Merge tracking proposal, rev 2

From: Daniel Berlin <dberlin_at_dberlin.org>
Date: 2006-05-06 21:29:09 CEST

This is revision 2 of the proposal.
I have removed revision properties, added some examples, tightened up
the semantics, addressed some of the questions various people raised
about how things work in practice,

For convenience, i have attached a diff of the two proposals.

Among other things I am working on at Google, I have been tasked
full-time with implementing merge tracking.

As part of this, I have come up with a design I plan on implementing for
tracking what revisions have been merged where, in a manner that is
suitable for use by various other operations (history sensitive merging,
etc).

In doing so, I reviewed the use cases that were kindly written up, and
believe that most if not all of them can be accomplished with this
design.

These use cases and requirements can be found at
http://subversion.tigris.org/merge-tracking/requirements.html

This design is intended to track changes at a granularity necessary to
support the merging cases of "Repeated merge", "Cherry Picking",
"Rollback Merge", "Record Manual Merge", "Merge Previews",
"Distributability of Merge Resolution".

Please remember that this design is *only* for tracking what changes are
merged where. I expect this to be the easy part, compared to deciding
exactly what algorithms our history sensitive merge uses, and how it
proceeds.

I have divided the design into four portions "goals", "information
storage", "information updating", and "examples".

The "random questions and answers" section is there to answer common
questions other developers I've talked to while coming up with this
design have had, in the hopes that it will answer some common queries
the list may have.

Goals:

The overarching goal here is to track the revision numbers being merged
by a merge operation, and keeping this information in the right places
as various operations (copy, delete, add, etc) are performed.
:::::
### Given instruction a
Retype the merge tracking proposal word for word, from start to finish.
The merge tracking proposal has no connection to the rows that come after it.

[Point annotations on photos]
:::::
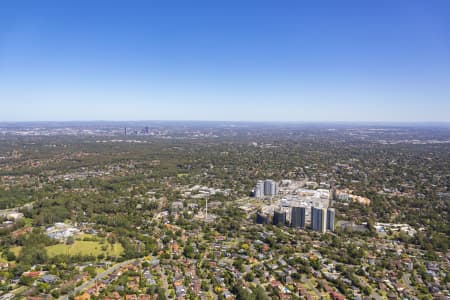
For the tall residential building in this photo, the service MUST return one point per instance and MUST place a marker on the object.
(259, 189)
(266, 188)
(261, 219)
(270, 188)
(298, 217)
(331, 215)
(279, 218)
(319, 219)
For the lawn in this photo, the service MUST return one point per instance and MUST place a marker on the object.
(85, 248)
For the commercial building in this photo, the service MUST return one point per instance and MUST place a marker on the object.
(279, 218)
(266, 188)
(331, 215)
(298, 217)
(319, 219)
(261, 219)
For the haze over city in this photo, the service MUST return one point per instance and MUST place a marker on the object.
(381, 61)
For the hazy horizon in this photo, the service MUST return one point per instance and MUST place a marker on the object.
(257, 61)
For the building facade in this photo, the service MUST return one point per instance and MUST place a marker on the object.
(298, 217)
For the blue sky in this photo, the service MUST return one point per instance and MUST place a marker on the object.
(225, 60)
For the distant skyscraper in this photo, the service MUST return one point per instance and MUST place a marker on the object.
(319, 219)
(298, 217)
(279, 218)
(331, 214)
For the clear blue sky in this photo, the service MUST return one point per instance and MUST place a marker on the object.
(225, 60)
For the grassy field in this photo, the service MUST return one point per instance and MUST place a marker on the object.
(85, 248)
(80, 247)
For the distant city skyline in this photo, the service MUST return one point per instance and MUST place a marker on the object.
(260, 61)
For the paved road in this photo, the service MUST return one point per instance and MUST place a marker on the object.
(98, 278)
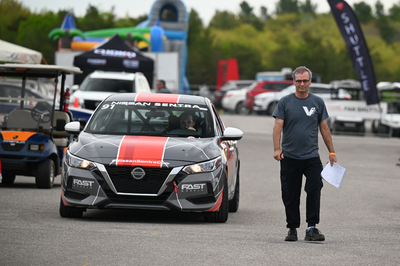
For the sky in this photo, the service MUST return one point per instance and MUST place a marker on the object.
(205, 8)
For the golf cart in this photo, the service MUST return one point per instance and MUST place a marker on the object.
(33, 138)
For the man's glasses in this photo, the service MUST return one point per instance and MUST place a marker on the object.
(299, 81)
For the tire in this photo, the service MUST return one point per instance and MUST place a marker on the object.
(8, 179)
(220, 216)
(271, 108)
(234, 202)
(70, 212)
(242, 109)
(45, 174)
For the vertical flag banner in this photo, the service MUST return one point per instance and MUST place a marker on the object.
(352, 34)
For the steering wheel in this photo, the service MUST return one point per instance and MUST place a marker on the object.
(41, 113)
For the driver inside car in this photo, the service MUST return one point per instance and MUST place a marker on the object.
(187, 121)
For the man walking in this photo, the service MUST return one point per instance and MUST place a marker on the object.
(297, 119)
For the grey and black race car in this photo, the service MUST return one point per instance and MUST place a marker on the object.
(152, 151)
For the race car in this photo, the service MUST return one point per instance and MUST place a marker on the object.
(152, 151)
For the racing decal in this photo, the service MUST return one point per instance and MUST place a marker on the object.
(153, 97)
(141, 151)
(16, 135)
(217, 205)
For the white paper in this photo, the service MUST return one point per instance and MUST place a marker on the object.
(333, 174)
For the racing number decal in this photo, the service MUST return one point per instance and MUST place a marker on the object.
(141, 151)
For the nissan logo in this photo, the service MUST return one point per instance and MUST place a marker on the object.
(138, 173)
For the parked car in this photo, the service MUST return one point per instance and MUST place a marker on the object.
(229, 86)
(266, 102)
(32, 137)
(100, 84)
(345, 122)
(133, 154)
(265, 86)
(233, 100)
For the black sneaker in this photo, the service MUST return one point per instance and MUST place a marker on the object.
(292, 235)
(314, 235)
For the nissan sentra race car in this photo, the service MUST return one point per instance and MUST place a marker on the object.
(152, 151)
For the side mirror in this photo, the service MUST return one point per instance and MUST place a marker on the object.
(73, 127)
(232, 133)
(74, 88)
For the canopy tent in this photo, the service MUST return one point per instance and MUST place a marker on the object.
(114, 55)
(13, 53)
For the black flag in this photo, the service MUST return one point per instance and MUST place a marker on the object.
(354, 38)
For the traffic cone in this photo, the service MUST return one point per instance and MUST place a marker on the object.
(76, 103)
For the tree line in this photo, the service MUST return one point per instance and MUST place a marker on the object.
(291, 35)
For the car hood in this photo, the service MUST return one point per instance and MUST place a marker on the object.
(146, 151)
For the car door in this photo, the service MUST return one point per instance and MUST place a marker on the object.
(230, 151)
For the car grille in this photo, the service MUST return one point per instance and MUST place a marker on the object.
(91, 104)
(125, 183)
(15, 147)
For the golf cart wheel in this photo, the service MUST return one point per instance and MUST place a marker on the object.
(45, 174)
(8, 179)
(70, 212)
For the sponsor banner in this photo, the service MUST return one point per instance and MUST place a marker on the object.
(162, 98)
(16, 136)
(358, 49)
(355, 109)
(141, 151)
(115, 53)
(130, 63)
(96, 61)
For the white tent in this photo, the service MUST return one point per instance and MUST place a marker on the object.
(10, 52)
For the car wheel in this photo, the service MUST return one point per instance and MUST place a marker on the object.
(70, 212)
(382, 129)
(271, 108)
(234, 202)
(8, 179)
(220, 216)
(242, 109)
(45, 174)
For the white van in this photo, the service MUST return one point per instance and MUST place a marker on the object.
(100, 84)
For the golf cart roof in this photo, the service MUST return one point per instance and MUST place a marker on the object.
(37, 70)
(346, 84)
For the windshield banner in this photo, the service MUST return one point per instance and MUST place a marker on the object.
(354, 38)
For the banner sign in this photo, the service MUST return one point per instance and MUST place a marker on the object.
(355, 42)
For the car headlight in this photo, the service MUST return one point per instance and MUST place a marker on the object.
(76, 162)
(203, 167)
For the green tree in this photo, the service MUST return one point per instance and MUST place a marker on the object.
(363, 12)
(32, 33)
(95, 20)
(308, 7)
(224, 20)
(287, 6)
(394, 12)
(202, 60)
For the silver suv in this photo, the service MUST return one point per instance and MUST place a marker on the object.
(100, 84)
:::::
### Given instruction b
Echo the rows word for word, starting at the line that contains "For the car headlight" and ending with the final line of the rows.

### Solution a
Merge tracking proposal, rev 2

From: Daniel Berlin <dberlin_at_dberlin.org>
Date: 2006-05-06 21:29:09 CEST

This is revision 2 of the proposal.
I have removed revision properties, added some examples, tightened up
the semantics, addressed some of the questions various people raised
about how things work in practice,

For convenience, i have attached a diff of the two proposals.

Among other things I am working on at Google, I have been tasked
full-time with implementing merge tracking.

As part of this, I have come up with a design I plan on implementing for
tracking what revisions have been merged where, in a manner that is
suitable for use by various other operations (history sensitive merging,
etc).

In doing so, I reviewed the use cases that were kindly written up, and
believe that most if not all of them can be accomplished with this
design.

These use cases and requirements can be found at
http://subversion.tigris.org/merge-tracking/requirements.html

This design is intended to track changes at a granularity necessary to
support the merging cases of "Repeated merge", "Cherry Picking",
"Rollback Merge", "Record Manual Merge", "Merge Previews",
"Distributability of Merge Resolution".

Please remember that this design is *only* for tracking what changes are
merged where. I expect this to be the easy part, compared to deciding
exactly what algorithms our history sensitive merge uses, and how it
proceeds.

I have divided the design into four portions "goals", "information
storage", "information updating", and "examples".

The "random questions and answers" section is there to answer common
questions other developers I've talked to while coming up with this
design have had, in the hopes that it will answer some common queries
the list may have.

Goals:

The overarching goal here is to track the revision numbers being merged
by a merge operation, and keeping this information in the right places
as various operations (copy, delete, add, etc) are performed.

### Solution b
For the car headlight in this photo, the service MUST return one point per instance and MUST place a marker on the object.
(76, 162)
(203, 167)
For the green tree in this photo, the service MUST return one point per instance and MUST place a marker on the object.
(363, 12)
(32, 33)
(95, 20)
(308, 7)
(224, 20)
(287, 6)
(394, 12)
(202, 60)
For the silver suv in this photo, the service MUST return one point per instance and MUST place a marker on the object.
(100, 84)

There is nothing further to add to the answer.